:: INSTRUCTION ::
Please rewrite the lines that begin at the one containing "# test: identify the vaulted" and stop after the one containing "x=256 y=177", swapping "dot" for "marker". Change nothing else in those lines.

start INFORMATION SUPPLIED

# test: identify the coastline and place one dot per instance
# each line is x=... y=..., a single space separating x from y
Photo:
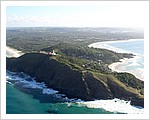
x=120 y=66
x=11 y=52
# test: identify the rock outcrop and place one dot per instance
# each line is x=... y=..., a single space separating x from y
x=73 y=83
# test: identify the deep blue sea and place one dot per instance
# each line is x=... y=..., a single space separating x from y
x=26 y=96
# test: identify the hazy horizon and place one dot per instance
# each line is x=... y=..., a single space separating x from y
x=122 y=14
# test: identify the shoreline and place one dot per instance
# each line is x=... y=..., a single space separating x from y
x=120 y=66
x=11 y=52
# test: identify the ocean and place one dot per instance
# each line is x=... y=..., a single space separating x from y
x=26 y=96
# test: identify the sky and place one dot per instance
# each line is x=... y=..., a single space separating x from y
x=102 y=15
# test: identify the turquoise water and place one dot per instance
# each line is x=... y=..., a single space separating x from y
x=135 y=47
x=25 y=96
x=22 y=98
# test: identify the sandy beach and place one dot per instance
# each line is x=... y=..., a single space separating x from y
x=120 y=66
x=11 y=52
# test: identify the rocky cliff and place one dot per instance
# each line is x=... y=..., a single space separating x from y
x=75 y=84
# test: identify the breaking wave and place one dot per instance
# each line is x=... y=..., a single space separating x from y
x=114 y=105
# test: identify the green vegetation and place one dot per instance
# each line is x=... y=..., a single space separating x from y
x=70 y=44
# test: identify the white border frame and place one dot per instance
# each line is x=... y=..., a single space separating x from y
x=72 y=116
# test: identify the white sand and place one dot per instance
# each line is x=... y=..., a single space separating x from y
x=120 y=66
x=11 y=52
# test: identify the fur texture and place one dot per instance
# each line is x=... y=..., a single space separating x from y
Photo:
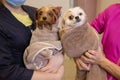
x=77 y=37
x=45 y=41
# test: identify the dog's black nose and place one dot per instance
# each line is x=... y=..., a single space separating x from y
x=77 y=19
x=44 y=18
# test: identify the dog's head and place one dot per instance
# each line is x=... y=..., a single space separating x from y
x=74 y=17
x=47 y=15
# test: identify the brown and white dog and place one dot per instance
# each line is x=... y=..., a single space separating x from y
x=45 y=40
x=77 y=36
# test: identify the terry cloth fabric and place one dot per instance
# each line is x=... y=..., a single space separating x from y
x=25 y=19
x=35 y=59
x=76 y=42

end INFORMATION SUPPLIED
start INFORMATION SUPPLIED

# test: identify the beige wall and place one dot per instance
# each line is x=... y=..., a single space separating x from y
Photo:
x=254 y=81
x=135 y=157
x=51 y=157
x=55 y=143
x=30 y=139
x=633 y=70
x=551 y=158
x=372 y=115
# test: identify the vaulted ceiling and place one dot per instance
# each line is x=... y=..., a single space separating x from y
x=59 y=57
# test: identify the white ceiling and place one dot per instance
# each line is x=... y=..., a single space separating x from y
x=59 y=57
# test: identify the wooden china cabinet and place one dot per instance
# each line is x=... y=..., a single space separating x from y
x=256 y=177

end INFORMATION SUPPLIED

:: EXERCISE RESPONSE ::
# test: identify the vaulted ceiling and place one marker per instance
# each line is x=... y=..., a single space separating x from y
x=59 y=57
# test: identify the white ceiling and place one marker per instance
# each line is x=... y=..., a single space separating x from y
x=59 y=57
# test: identify the wooden china cabinet and place one marker per instance
# each line is x=... y=..., a single space separating x from y
x=256 y=177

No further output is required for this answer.